— Start —

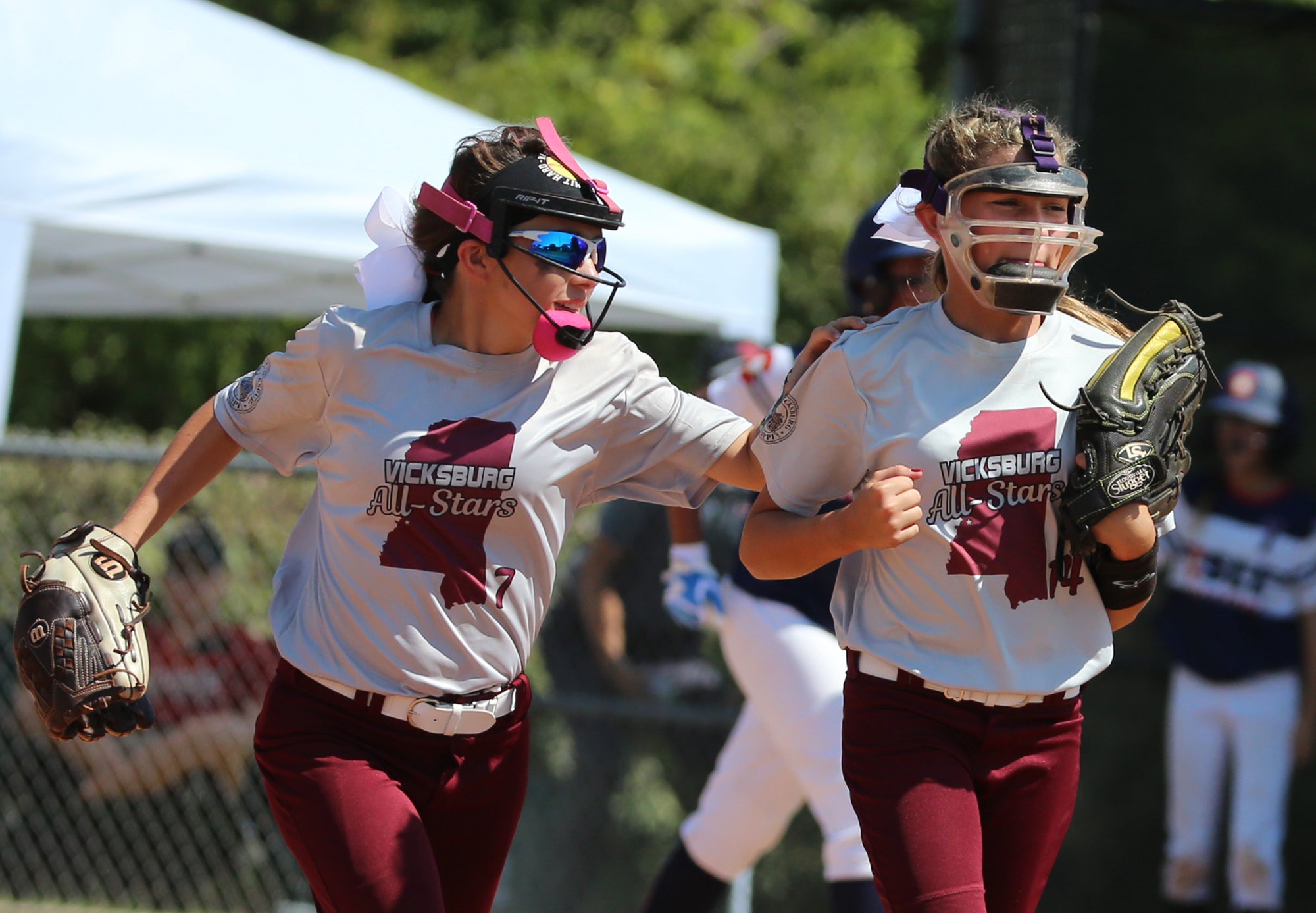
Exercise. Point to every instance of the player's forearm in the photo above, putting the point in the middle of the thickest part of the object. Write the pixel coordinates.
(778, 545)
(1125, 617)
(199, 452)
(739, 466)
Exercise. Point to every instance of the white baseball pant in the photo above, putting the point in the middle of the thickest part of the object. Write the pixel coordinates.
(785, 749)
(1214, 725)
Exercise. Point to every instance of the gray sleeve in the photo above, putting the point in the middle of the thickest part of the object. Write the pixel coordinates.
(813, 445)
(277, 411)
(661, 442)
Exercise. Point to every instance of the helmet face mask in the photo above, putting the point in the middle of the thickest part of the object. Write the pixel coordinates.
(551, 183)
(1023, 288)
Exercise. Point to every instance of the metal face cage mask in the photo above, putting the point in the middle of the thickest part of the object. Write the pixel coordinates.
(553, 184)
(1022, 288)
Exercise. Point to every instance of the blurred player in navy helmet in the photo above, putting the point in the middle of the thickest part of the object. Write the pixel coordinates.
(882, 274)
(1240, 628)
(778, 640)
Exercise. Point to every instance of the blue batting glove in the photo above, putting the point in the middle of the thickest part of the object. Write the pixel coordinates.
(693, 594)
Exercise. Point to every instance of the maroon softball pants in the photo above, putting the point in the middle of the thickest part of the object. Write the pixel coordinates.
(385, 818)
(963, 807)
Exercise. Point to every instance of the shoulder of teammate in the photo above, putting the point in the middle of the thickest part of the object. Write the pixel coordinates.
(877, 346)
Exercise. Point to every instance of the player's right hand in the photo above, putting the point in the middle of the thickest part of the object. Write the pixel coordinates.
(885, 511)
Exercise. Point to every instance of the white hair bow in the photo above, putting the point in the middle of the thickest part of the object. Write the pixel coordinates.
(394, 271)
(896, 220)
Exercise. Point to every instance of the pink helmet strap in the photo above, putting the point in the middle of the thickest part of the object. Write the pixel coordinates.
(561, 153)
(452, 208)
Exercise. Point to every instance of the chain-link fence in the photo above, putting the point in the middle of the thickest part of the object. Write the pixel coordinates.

— End —

▶ **TASK OBJECTIVE**: Rewrite all the records above as a numbered list, one line per number, with blank lines and the pictures left out.

▶ **WORKED SOLUTION**:
1. Exercise. Point to every instance of the player's forearm in the photo above, putting the point in the middle of the thickest part of the object. Write the pixel coordinates.
2. (778, 545)
3. (1125, 617)
4. (199, 452)
5. (739, 466)
6. Exercise. Point to every instance of the white baseball pant in the photo above, putting the point in the middle of the thickest part of the object. Write the pixel coordinates.
7. (785, 749)
8. (1214, 725)
9. Exercise. Point to every instance of the gray sleeve in the photo above, putting the point in the middle of the thickest part of the object. Write the pixel coordinates.
10. (813, 445)
11. (277, 411)
12. (661, 442)
13. Exercise. Point to every instance of the helmet face mask in the photo above, putting the point in the middle of the thickest part of the object. Write the pixel coordinates.
14. (551, 183)
15. (1023, 288)
16. Exercise. Point to every instance of the metal face cage mask in the photo above, putting the point in the middle of the thickest part of the object. Write the pixel coordinates.
17. (553, 184)
18. (1022, 288)
19. Exercise. Point to every instance of the blurred player in navy helmet in the photo above, putting the point in the middle of the thickest part of the object. Write the pixel coordinates.
20. (882, 274)
21. (1240, 628)
22. (778, 640)
23. Exercise. Point to every instance of the blue batting glove in the photo above, putting the point in the middle of the thickest part of the object. Write the pixel coordinates.
24. (693, 594)
25. Exercise. Point to every instance of the maroon softball pants in the photo above, putting the point in the middle of the thickest part of the object. Write the pixel coordinates.
26. (385, 818)
27. (963, 807)
28. Exercise. Point to every instance of the shoulder of teammate in the photo above, putting the point in the middle of the thickest part of the object. Write the pixel coordinates.
29. (877, 346)
30. Exercise. Point to every instance of the player's right hand in the photo above, putting the point in the middle of the thickest part of the object. Write the pixel coordinates.
31. (885, 511)
32. Exercise. Point to every instance of the white hair bow in the photo above, putting the point in the middle of the thickest part of the object. Write the pixel coordinates.
33. (394, 271)
34. (896, 220)
35. Exercise. Point to every instance of the pink helmet strap in the photo above, putting the point in the middle of the thickest part of the object. Write the pixel coordinates.
36. (561, 153)
37. (452, 208)
38. Exercise. Point to every instance of the chain-link fence in the photo above, putting the point in the middle of the thickest part of the object. Write the pixel coordinates.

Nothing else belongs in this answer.